▶ [Work item] Only the pictures are to be dropped; return all other data below exactly.

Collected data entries
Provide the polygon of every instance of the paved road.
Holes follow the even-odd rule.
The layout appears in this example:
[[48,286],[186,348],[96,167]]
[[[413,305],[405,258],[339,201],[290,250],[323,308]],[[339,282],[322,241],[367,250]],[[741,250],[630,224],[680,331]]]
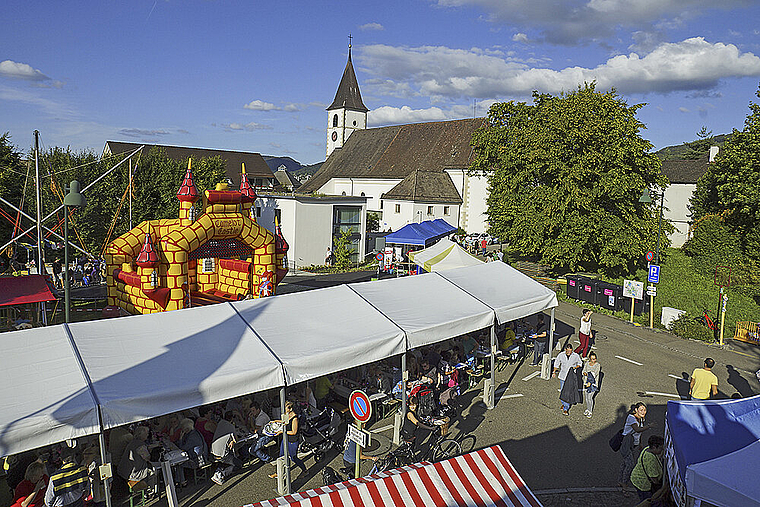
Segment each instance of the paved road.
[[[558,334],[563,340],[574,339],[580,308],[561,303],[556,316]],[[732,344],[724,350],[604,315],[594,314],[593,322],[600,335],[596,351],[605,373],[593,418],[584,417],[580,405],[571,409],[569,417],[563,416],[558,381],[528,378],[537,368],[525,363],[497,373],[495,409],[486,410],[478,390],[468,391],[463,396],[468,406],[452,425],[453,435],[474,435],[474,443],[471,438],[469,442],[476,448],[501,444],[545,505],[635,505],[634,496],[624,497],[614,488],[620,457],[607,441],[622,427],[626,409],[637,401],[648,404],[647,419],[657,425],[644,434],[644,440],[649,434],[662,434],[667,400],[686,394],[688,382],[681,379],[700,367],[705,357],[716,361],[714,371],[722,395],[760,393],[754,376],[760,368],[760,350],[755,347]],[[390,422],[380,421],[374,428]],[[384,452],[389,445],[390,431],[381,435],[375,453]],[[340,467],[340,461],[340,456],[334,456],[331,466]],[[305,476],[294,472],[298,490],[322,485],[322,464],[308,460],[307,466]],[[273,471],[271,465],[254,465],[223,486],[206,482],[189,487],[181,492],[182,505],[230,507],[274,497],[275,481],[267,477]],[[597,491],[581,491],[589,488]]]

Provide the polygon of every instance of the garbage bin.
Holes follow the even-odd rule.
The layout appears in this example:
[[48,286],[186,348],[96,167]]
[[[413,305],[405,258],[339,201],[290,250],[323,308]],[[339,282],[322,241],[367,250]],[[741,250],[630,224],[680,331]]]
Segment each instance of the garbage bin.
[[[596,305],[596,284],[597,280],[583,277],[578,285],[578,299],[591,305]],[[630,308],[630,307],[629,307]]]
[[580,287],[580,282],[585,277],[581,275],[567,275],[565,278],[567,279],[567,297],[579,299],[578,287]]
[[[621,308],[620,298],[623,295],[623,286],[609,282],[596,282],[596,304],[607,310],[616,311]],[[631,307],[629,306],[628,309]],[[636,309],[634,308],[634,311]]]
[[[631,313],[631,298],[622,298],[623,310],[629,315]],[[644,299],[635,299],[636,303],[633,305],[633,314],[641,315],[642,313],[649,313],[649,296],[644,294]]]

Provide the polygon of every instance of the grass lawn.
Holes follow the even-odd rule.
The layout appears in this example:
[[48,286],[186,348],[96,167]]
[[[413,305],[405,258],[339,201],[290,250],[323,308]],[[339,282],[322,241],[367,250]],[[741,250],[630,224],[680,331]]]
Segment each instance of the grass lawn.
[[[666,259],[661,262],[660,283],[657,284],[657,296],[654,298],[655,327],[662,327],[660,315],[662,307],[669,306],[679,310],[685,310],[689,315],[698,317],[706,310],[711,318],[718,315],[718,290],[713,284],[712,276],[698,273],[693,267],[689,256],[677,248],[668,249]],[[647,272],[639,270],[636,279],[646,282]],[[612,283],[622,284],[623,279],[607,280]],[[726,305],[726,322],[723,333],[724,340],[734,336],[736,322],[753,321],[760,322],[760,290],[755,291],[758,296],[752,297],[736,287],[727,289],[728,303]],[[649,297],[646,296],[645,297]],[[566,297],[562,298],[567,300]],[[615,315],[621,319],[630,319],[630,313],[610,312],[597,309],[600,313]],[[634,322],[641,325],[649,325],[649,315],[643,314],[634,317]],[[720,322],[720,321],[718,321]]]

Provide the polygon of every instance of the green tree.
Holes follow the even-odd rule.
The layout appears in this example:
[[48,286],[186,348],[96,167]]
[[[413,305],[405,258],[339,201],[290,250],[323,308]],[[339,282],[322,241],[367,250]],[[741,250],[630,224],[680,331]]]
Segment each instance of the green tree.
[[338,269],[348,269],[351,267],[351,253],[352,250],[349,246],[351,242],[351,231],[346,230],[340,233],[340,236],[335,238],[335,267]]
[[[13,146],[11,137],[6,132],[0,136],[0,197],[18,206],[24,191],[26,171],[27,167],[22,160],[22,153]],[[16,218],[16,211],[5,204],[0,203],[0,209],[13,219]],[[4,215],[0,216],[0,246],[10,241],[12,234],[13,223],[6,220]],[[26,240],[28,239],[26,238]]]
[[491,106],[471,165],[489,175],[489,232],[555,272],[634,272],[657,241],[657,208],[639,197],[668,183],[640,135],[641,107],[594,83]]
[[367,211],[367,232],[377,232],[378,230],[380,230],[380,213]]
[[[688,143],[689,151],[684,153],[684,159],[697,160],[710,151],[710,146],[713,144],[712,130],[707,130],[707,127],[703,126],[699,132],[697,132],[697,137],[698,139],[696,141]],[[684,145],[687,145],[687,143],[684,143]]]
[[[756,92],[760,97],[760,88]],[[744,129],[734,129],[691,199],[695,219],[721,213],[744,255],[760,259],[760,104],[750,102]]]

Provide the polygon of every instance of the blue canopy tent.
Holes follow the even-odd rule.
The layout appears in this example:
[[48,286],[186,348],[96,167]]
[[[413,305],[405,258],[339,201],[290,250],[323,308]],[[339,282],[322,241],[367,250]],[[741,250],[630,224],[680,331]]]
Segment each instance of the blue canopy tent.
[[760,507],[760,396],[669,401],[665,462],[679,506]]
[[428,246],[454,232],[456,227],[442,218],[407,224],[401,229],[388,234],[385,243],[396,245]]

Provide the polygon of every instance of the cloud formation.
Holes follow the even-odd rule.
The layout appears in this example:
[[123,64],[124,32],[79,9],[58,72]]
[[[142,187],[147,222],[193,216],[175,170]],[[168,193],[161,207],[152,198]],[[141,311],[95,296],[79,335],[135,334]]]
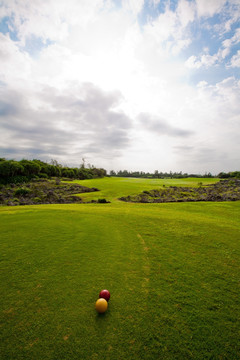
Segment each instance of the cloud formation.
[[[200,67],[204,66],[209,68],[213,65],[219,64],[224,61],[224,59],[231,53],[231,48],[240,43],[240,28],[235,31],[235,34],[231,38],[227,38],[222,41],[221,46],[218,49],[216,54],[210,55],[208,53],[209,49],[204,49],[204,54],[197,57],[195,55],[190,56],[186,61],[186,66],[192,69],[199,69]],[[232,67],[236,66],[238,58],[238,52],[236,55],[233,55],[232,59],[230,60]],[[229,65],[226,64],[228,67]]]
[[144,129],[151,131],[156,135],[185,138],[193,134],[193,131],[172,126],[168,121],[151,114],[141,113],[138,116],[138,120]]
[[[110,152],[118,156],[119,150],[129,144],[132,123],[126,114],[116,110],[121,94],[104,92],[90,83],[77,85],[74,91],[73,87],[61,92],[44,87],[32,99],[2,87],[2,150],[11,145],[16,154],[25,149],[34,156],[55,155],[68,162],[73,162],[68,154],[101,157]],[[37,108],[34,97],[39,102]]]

▶ [Solved problem]
Provide the polygon of every instance of the paved road.
Holes follow the even-odd rule.
The layout appears in this example:
[[48,286],[186,348],[96,167]]
[[[413,305],[405,258],[339,201],[290,250],[323,308]],[[339,282],[322,241],[367,250]],[[741,250],[630,224],[680,331]]]
Segment each instance of the paved road.
[[[558,334],[563,340],[574,339],[580,308],[561,303],[556,316]],[[732,344],[724,350],[604,315],[594,314],[593,322],[600,335],[596,351],[605,373],[593,418],[584,417],[580,405],[571,409],[569,417],[563,416],[558,381],[528,378],[537,368],[525,363],[497,373],[495,409],[486,410],[478,390],[468,391],[463,396],[468,406],[452,425],[453,435],[474,435],[474,443],[471,438],[469,442],[476,448],[501,444],[545,505],[635,505],[634,496],[624,497],[614,488],[620,457],[607,441],[622,427],[626,409],[637,401],[648,404],[647,419],[657,425],[644,434],[644,440],[649,434],[662,434],[667,400],[686,394],[688,382],[681,379],[700,367],[705,357],[716,361],[714,371],[722,395],[760,393],[754,376],[760,368],[760,350],[755,347]],[[390,422],[380,421],[374,428]],[[384,452],[389,445],[390,431],[381,435],[375,453]],[[340,467],[340,461],[340,456],[334,456],[331,466]],[[305,476],[294,472],[298,490],[322,485],[322,464],[308,460],[307,466]],[[273,471],[271,465],[254,465],[223,486],[206,482],[189,487],[181,492],[182,505],[230,507],[274,497],[275,481],[267,477]],[[597,491],[581,491],[589,488]]]

Provide the polygon of every instance of the garbage bin.
Holes follow the even-odd rule.
The layout appears in this example:
[[48,286],[186,348],[96,167]]
[[[413,305],[405,258],[339,201],[290,250],[323,308]],[[339,282],[322,241],[367,250]],[[741,250],[630,224],[680,331]]]
Segment each instance of the garbage bin.
[[[596,305],[596,284],[597,280],[583,277],[578,285],[578,299],[591,305]],[[630,308],[630,307],[629,307]]]
[[580,287],[580,282],[585,277],[581,275],[567,275],[565,278],[567,279],[567,297],[579,299],[578,287]]
[[[621,308],[620,298],[623,295],[623,286],[609,282],[596,282],[596,304],[607,310],[616,311]],[[631,307],[629,306],[628,309]],[[636,309],[634,308],[634,311]]]
[[[631,313],[631,298],[622,298],[623,310],[629,315]],[[644,299],[635,299],[636,303],[633,305],[633,314],[641,315],[642,313],[649,313],[649,296],[644,294]]]

Provide the polygon of every instance of the grass lawn.
Holes follow the even-odd rule.
The layout appears in this example:
[[48,286],[186,348],[96,167]]
[[[413,305],[405,258],[339,201],[290,250],[323,308]],[[339,282],[322,241],[367,250]],[[741,250],[630,224],[680,331]]]
Segment each instance of the grass lawn.
[[[666,259],[661,262],[660,283],[657,284],[657,296],[654,298],[655,327],[662,327],[660,315],[662,307],[669,306],[679,310],[685,310],[689,315],[698,317],[706,310],[711,318],[718,315],[718,290],[713,284],[712,276],[698,273],[693,267],[689,256],[677,248],[668,249]],[[647,272],[639,270],[636,279],[646,282]],[[612,283],[622,284],[623,279],[607,280]],[[726,305],[726,322],[723,333],[724,340],[734,336],[736,322],[753,321],[760,322],[760,290],[755,291],[758,296],[752,297],[736,287],[727,289],[728,303]],[[649,297],[646,296],[645,297]],[[566,297],[562,298],[567,300]],[[615,315],[621,319],[630,319],[630,313],[610,312],[597,309],[600,313]],[[634,322],[641,325],[649,325],[649,315],[643,314],[634,317]],[[720,322],[720,321],[718,321]]]

Provide the polygon of every instance of the green tree.
Holes follow the even-odd rule.
The layout appears in this example:
[[48,286],[186,348],[96,167]]
[[[413,305],[405,258],[339,201],[290,250],[323,308]],[[339,282],[322,241],[367,250]],[[741,250],[630,224],[680,331]]]
Segment each instance of the green tree.
[[338,269],[348,269],[351,267],[351,253],[352,250],[349,246],[351,242],[351,231],[346,230],[340,233],[340,236],[335,238],[335,267]]
[[[13,146],[11,137],[6,132],[0,136],[0,197],[18,206],[24,191],[26,171],[27,167],[22,160],[22,153]],[[16,218],[16,211],[5,204],[0,203],[0,209],[13,219]],[[4,215],[0,216],[0,246],[10,241],[12,234],[13,223],[6,220]],[[26,240],[28,239],[26,238]]]
[[491,106],[471,165],[489,175],[489,232],[555,272],[634,272],[657,241],[657,208],[639,197],[668,183],[640,135],[641,107],[594,83]]
[[367,211],[367,232],[377,232],[378,230],[380,230],[380,213]]
[[[688,143],[689,151],[684,153],[684,159],[697,160],[710,151],[710,146],[713,144],[712,130],[707,130],[707,127],[703,126],[699,132],[697,132],[697,137],[698,139],[696,141]],[[684,145],[687,145],[687,143],[684,143]]]
[[[756,92],[760,97],[760,88]],[[744,129],[734,129],[691,199],[695,219],[721,213],[744,255],[760,259],[760,104],[750,102]]]

Provide the polygon of every instance of the blue canopy tent.
Holes follow the even-odd rule.
The layout appears in this example:
[[48,286],[186,348],[96,167]]
[[[413,305],[405,258],[339,201],[290,250],[323,308]],[[339,282],[322,241],[367,250]],[[741,250],[630,224],[680,331]]]
Segment each instance of the blue canopy tent.
[[760,507],[760,396],[669,401],[665,462],[679,506]]
[[428,246],[454,232],[456,227],[442,218],[407,224],[401,229],[388,234],[385,243],[396,245]]

Provide the polygon of every instance of the cloud formation.
Holes follow the even-odd rule.
The layout appears in this example:
[[123,64],[124,32],[79,9],[58,72]]
[[[142,187],[147,222],[193,216],[175,170]],[[168,193],[161,207],[152,198]],[[141,311],[95,296],[79,335],[135,334]]]
Segment each instance of the cloud formation.
[[[200,67],[204,66],[209,68],[213,65],[219,64],[224,61],[224,59],[231,53],[231,48],[240,43],[240,28],[235,31],[235,34],[231,38],[227,38],[222,41],[221,46],[218,49],[216,54],[210,55],[208,53],[209,49],[204,49],[204,54],[197,57],[195,55],[190,56],[186,61],[186,66],[192,69],[199,69]],[[232,67],[236,66],[238,58],[238,52],[236,55],[233,55],[232,59],[230,60]],[[229,65],[226,64],[228,67]]]
[[144,129],[151,131],[156,135],[185,138],[193,134],[193,131],[172,126],[168,121],[151,114],[141,113],[138,116],[138,120]]
[[[110,152],[118,156],[119,150],[129,144],[132,123],[126,114],[116,110],[121,94],[104,92],[90,83],[77,85],[74,91],[73,87],[61,92],[44,87],[32,99],[2,87],[2,150],[11,145],[16,154],[25,149],[34,156],[55,155],[68,162],[73,162],[68,154],[101,157]],[[37,108],[34,97],[39,102]]]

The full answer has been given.